Task goal
Display each line of the records below that contains the word "upholstered".

— Begin —

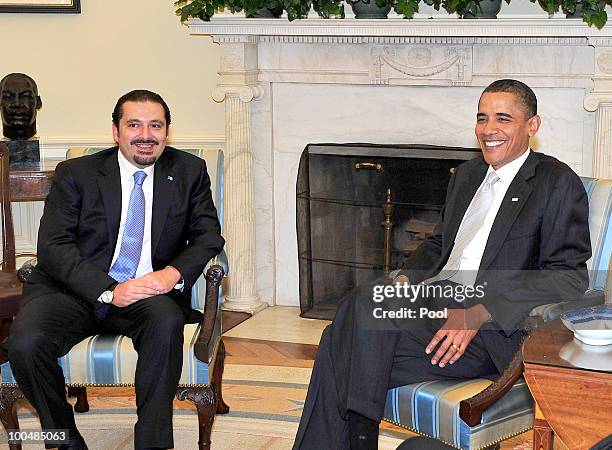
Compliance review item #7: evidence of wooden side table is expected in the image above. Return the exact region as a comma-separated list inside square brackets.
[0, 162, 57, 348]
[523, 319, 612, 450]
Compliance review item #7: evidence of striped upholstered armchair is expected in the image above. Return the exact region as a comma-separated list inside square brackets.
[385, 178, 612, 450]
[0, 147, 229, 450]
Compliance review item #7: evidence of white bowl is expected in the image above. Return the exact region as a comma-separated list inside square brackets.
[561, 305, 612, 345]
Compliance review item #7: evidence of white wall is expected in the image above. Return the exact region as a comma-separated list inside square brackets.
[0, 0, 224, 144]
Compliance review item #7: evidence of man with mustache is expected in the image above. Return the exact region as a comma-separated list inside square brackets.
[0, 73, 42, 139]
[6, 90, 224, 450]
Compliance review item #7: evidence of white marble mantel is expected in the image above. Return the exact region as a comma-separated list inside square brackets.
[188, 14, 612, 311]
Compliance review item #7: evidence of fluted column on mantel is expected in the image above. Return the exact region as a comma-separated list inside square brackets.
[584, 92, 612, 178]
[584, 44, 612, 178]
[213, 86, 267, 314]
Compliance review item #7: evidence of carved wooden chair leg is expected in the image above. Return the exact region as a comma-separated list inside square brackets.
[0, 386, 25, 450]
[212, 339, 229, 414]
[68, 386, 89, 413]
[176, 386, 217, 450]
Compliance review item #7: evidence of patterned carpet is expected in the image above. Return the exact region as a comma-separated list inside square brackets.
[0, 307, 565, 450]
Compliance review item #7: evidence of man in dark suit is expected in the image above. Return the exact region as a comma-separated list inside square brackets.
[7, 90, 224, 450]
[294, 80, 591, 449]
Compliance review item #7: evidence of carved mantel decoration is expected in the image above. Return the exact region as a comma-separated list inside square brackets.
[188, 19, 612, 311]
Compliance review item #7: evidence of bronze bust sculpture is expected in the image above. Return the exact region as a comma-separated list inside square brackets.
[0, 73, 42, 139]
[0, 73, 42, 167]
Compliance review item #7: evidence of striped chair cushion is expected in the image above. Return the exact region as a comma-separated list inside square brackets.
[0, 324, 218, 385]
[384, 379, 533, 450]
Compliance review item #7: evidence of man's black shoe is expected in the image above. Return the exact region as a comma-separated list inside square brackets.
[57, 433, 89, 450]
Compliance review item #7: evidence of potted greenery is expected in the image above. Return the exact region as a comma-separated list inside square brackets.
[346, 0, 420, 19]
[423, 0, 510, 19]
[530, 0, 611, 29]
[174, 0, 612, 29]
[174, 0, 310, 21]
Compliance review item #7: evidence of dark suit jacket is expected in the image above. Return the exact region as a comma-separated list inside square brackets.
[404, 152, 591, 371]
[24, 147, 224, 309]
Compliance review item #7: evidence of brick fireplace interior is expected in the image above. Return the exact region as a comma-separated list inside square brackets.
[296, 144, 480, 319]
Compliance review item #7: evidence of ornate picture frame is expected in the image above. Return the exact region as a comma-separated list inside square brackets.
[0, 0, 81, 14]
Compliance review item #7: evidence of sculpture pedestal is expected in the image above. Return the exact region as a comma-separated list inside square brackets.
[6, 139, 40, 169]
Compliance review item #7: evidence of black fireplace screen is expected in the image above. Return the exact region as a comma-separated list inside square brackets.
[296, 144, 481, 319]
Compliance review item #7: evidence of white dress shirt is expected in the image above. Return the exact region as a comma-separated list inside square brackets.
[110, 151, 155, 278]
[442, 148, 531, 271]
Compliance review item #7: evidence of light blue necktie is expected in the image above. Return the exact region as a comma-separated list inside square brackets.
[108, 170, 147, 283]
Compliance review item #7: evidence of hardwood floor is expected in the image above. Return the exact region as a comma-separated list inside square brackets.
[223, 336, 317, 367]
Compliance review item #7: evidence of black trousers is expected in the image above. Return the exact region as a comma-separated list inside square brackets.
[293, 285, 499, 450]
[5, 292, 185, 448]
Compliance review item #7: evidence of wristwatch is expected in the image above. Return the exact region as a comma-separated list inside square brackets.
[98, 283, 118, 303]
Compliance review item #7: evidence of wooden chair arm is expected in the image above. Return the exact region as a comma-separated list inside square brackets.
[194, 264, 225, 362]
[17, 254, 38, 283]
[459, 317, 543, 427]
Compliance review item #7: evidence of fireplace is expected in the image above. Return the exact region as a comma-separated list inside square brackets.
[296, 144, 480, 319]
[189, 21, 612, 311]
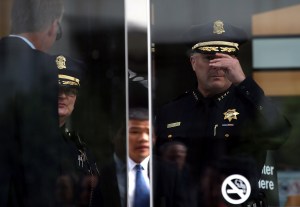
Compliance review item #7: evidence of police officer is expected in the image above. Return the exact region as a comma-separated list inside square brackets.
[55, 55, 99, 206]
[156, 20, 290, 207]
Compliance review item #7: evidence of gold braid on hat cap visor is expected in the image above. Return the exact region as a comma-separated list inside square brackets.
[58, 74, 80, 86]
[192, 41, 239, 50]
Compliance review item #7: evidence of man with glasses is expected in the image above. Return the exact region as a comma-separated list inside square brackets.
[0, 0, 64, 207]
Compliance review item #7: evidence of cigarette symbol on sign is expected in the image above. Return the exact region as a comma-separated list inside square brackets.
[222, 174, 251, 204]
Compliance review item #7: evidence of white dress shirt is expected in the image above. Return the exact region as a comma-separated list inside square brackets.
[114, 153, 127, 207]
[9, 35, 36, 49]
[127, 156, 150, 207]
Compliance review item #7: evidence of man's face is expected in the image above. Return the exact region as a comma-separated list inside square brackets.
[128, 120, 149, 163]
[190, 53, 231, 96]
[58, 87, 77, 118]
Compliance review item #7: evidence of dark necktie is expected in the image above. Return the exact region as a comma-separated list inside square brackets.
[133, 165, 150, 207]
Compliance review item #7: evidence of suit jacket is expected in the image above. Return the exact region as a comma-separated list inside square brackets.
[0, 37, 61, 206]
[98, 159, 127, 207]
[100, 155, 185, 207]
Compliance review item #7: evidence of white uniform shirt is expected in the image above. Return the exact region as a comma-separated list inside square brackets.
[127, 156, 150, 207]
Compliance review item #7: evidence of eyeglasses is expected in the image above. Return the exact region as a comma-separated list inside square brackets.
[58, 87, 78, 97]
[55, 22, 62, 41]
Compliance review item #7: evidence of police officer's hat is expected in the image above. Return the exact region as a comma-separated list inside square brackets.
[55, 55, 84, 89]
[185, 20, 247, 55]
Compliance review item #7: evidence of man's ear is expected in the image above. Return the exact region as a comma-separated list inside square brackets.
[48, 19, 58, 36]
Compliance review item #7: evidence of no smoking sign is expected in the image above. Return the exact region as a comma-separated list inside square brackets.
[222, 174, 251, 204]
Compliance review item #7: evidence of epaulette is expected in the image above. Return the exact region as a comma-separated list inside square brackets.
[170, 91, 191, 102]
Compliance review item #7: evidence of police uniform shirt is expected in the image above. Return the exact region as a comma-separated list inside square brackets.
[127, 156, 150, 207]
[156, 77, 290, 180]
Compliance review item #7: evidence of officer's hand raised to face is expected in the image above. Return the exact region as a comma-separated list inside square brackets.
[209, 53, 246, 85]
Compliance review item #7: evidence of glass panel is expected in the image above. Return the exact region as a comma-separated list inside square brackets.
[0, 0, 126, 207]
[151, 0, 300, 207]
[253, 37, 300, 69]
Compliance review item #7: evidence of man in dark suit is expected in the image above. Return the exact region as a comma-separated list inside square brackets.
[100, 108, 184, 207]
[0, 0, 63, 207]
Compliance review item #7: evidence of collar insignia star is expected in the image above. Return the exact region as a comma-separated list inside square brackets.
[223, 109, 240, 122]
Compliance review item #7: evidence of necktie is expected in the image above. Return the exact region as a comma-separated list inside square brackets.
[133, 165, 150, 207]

— End —

Task response
Compliance review item #7: evidence of striped upholstered armchair is expected in the image above. Return the exact region as a comma-separated list inside square brackets.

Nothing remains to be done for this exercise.